▶ **Текст для чтения**
------

«Думаю, на всё уйдет от года-полутора до семи, а то и десяти лет. Речь идёт о полном достижении той цели, когда Украина, то, что от неё останется, будет находиться в состоянии Белоруссии»

Пётр Акопов – обозреватель РИА «Новости» (Москва)

***

– Пётр, хочу поговорить с вами о российской спецоперации на Украине. Вы больше меня в теме и умеете давать ответы даже на те вопросы, по которым российские политики, военные и дипломаты высказываются путано и неубедительно. Откуда-то вы эти ответы знаете. Первый вопрос такой: сможете объяснить казахстанским читателям, почему, если спецоперация идет успешно, до сих пор продолжаются обстрелы Донецка? Эти ракеты, эти снаряды не только убивают мирных людей, но и наносят российской стороне огромный моральный урон.

Пётр Акопов– «Операция идет успешно» это формулировка, которую применяет власть в первую очередь для того, чтобы успокоить население, чтобы подчеркнуть: операция не закончится «просто так», оттого, что идут переговоры, или какие-то будут уступки, или Россия отступит от своих целей. Это подтверждение того, что настрой на выполнение целей операции никуда не ушёл.

Успеха нет, но нет и провала. Вообще, по отношению к чему измеряется успех? Если говорить о том, что был вариант – капитуляция украинской армии, быстрое падение украинской власти, то, конечно, успеха в этом понимании нет. Но я исхожу из того, что этот вариант не был единственным для российской власти. И она принимала решение о вводе войск на Украину, исходя из нескольких вариантов. Из того, что возможны несколько вариантов. И неуспех самого оптимального для России варианта не означает неуспех всей операции. Об успехе операции можно говорить после её завершения. То, что она идет тяжело, кроваво, большой ценой для России, это понятно. Но эта цена, эта тяжесть и ошибки, которые были вначале, особенно в первые недели, они не означают, что Россия готова отказаться от целей операции. Это самое важное, мне кажется. При том, что мы не просто наделали много ошибок, но и проявили очень много неготовности к тому, что получилось в реальности. Но Россия не отступится от своих целей.

– Спецоперация идёт три с половиной месяца, даже больше, но обстрелы Донецка продолжаются.

– Да, это очень тяжёлая для России и для всех русских ситуация. Она показывает не только то, что не удалось быстро сломить сопротивление украинской армии. Те силы, которые были сосредоточены около ДНР, около её столицы, продолжают сопротивление, и не понятно, сколько еще нужно времени на то, чтобы их сломить. Но я думаю, что сейчас мы наблюдаем уже завершающую стадию, и до конца этого месяца на Донбассе, около Донецка, по крайней мере, окружение будет завершено, и обстрелы города прекратятся. Тут уже вариантов нет. Мне сложно себе представить, что котёл, который за Славянском и на севере за Славянском, и пригороды Донецка, которые контролируются ВСУ, что они продержатся дольше, чем до конца июня — начала июля.

------

▶ **Исходный материал**
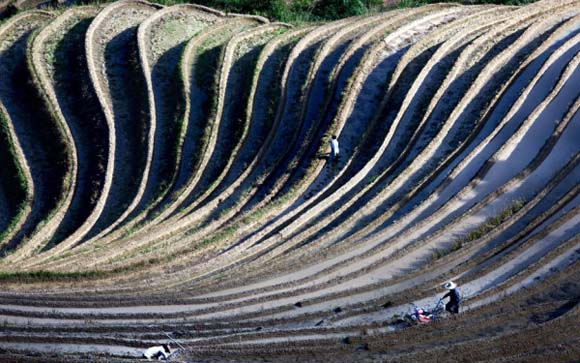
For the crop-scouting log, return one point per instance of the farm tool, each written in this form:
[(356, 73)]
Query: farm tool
[(420, 315)]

------

▶ **Задания**
- 1) Обозревателем какого издания назван Пётр Акопов в беседе о спецоперации на Украине?
- 2) Допишите продолжение беседы о спецоперации на Украине, начиная сразу после её последней фразы.
Материал для работы не понадобится.

▶ **Ответы к заданиям**
- 1) РИА «Новости» (Москва).

- 2)
– Что скажете о причинах военных неудач российской армии на первом этапе? Их до сих пор официально не признают.

– Первые две недели, когда Россия пыталась действовать сразу на нескольких фронтах, на нескольких флангах, небольшими силами, показали невозможность осуществления такими силами всей операции. Но и после первого месяца операции, когда все части были перемещены на Восток Украины, в Луганскую, Донецкую, Херсонскую и Запорожскую области, и основными фронтами стали Донецкий и Луганский, два месяца боев не привели к тому, что Донецк освобожден от угрозы, которая нависает над ним с севера, севера-запада и с запада. Но это связано с тем, что даже после перемещения этих сил, наша 100-тысячная группировка, которая действует в районе Донецк-Луганск, сопоставима по масштабу с той группировкой, которая обороняется. Может быть эта украинская группировка чуть меньше, в районе 70 тысяч. Но соотношение для наступления не самое правильное по любым законам военного искусства. И только артиллерийская работа трехмесячная в целом и двухмесячная после перегруппировки позволяет быть уверенным, что рано или поздно Россия там победит. И есть желание сохранить жизни солдат. Там нет столкновений на земле фактически, в районе Донецка, там просто работает авиация, и идёт уничтожение живой силы и позиций украинской армии.

– Цели операции, её плановые пределы по-прежнему выглядят туманно. Всё закончится освобождением Донбасса? Или Одессу и Николаев будут брать, а потом и Киев? Или вообще до Львова пойдут? Даже намёками это не проясняется. Или есть много сценариев, и действовать будут в зависимости от того, «как пойдёт»?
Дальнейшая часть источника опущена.